Stored items
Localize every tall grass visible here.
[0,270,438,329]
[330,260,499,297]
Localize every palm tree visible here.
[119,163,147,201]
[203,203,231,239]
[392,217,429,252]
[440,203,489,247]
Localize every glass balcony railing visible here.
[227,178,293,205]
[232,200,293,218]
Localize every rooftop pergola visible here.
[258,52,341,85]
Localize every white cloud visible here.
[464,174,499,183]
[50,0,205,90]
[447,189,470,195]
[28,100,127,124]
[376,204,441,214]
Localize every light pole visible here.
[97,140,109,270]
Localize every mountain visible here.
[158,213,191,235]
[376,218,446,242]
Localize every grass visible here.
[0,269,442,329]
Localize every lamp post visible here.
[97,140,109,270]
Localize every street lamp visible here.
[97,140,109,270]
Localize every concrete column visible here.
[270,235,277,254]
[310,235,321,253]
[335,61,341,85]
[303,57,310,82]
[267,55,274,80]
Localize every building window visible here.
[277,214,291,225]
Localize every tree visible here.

__Prompt__: Rewrite every line of the items above as a JSON list of strings, with one string per line and no blank lines.

__Task answer__:
[
  "Localize every tall grass visible here.",
  "[0,270,438,329]",
  "[330,260,499,297]",
  "Localize every palm tree visible here.",
  "[119,163,147,201]",
  "[203,203,231,239]",
  "[392,217,429,252]",
  "[440,203,489,247]",
  "Localize every glass balcony railing visible here.",
  "[227,178,293,205]",
  "[232,200,293,218]",
  "Localize every rooftop pergola visible here.",
  "[258,52,341,85]",
  "Localize every white cloud visible here.",
  "[464,174,499,183]",
  "[50,0,205,90]",
  "[447,189,470,195]",
  "[28,100,127,124]",
  "[376,204,441,214]",
  "Localize every light pole visible here.",
  "[97,140,109,270]",
  "Localize every mountain visible here.",
  "[158,213,191,235]",
  "[376,218,446,242]",
  "Localize every grass visible here.",
  "[0,269,442,329]",
  "Localize every lamp post visible here.",
  "[97,140,109,270]",
  "Localize every street lamp visible here.",
  "[97,140,109,270]",
  "Localize every concrete column visible here.",
  "[270,235,277,254]",
  "[310,235,321,253]",
  "[335,61,341,85]",
  "[303,57,310,82]",
  "[267,55,274,80]",
  "Localize every building window visible here.",
  "[277,214,291,225]",
  "Localize every tree visible here."
]